Ausgewählter Textauszug
-.-.-

Zuletzt war er durch ungewohnt harsche Kritik am DFB und seinen führenden Köpfen aufgefallen (wir berichteten). Jetzt wird die öffentliche Schelte von Ex-Nationalspieler Philipp Lahm doch tatsächlich durch einen neuen Top-Job beim DFB belohnt.
Was in der freien Wirtschaft so wohl ziemlich undenkbar wäre, das ist im größten Sportverband der Republik offenbar möglich: Erhält Deutschland am 27. September den Zuschlag für die Ausrichtung der EM 2024, wird Weltmeister Philipp Lahm nämlich Chef der Turnierorganisation. Dies gab der DFB am heutigen Donnerstagmorgen bekannt.
„Es war von Beginn … an mein Wunsch, langfristig Verantwortung zu übernehmen“, wird Lahm in einer Mitteilung des DFB zitiert. „Die neue Aufgabe als Turnierchef bietet mir eine sehr interessante Möglichkeit dazu. Als Nationalspieler und zuletzt in meiner Rolle als EURO-Botschafter habe ich den DFB stets als sehr professionell kennengelernt. Deshalb freue ich mich, Teil dieses Teams zu werden. Gemeinsam mit dem Bewerbungsteam werde ich in den kommenden Wochen alles daran setzen, die EURO 2024 auch tatsächlich nach Deutschland zu holen.“ Doch damit nicht genug. Denn während seiner Tätigkeit wird Lahm zudem dem DFB-Präsidium als kooptiertes Mitglied angehören.

-.-.-

Bereitgestellte Daten
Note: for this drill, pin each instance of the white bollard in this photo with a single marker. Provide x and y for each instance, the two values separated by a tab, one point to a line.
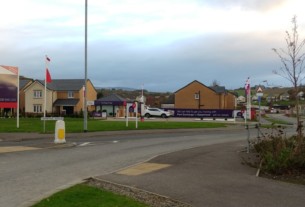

-.-.-

Aufgabenstellung
Tausche im Artikel über Lahms neue Aufgabe beim DFB „Donnerstagmorgen“ gegen „Freitagmorgen“ aus und gib dabei den Abschnitt zwischen „Zuletzt war er“ und „heutigen Donnerstagmorgen bekannt.“ einschließlich wieder.

Lösung der Aufgabe
Zuletzt war er durch ungewohnt harsche Kritik am DFB und seinen führenden Köpfen aufgefallen (wir berichteten). Jetzt wird die öffentliche Schelte von Ex-Nationalspieler Philipp Lahm doch tatsächlich durch einen neuen Top-Job beim DFB belohnt.
Was in der freien Wirtschaft so wohl ziemlich undenkbar wäre, das ist im größten Sportverband der Republik offenbar möglich: Erhält Deutschland am 27. September den Zuschlag für die Ausrichtung der EM 2024, wird Weltmeister Philipp Lahm nämlich Chef der Turnierorganisation. Dies gab der DFB am heutigen Freitagmorgen bekannt.